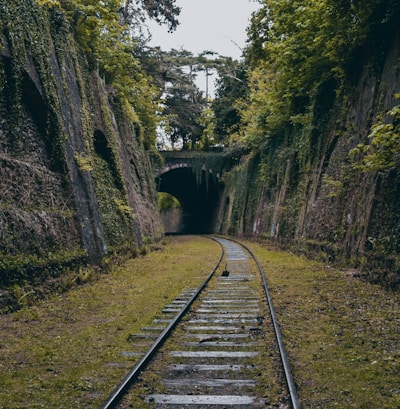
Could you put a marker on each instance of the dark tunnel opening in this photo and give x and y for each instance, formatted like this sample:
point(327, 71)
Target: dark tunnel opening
point(199, 199)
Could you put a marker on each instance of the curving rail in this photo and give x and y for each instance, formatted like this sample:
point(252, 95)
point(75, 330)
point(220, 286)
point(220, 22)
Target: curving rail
point(122, 388)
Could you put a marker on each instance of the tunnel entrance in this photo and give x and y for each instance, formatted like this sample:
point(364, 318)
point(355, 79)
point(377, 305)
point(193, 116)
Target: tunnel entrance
point(198, 198)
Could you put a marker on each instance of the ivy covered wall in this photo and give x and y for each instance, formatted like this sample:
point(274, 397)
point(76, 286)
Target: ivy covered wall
point(75, 180)
point(307, 187)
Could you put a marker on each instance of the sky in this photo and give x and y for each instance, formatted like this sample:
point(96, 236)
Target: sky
point(215, 25)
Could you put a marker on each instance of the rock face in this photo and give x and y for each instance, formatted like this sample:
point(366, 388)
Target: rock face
point(308, 193)
point(75, 180)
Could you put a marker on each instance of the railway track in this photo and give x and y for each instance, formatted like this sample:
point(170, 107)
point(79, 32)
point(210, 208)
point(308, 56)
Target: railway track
point(218, 346)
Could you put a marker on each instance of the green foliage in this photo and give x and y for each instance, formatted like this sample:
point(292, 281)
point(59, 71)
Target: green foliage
point(383, 151)
point(294, 48)
point(31, 267)
point(231, 86)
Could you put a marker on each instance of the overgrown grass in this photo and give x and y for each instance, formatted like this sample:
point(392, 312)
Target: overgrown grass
point(341, 333)
point(66, 352)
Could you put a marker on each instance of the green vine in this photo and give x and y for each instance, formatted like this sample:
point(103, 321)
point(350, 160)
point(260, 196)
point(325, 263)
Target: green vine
point(383, 151)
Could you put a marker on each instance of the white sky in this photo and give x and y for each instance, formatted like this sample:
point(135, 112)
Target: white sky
point(217, 25)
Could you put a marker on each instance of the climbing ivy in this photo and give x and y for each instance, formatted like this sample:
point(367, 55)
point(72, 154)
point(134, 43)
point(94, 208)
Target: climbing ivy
point(383, 151)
★ ★ ★
PROBLEM DETAILS: Give again the stretch of the records above, from their start through the line containing "point(198, 198)". Leave the pictures out of your answer.

REPLY:
Could you put a marker on each instance of the dark tunnel opening in this photo and give x and y for each instance, formatted like this sample:
point(327, 71)
Target: dark tunnel opening
point(199, 199)
Could you put a marker on each instance of the curving rail in this photo and give x and y for each instance, formatted like this sample:
point(252, 95)
point(75, 330)
point(220, 286)
point(220, 22)
Target: curving rail
point(122, 388)
Could you put a marker on each instance of the tunnel entrance in this photo and give x and y for each instance, formatted like this sample:
point(364, 318)
point(355, 79)
point(377, 305)
point(193, 116)
Target: tunnel entrance
point(198, 198)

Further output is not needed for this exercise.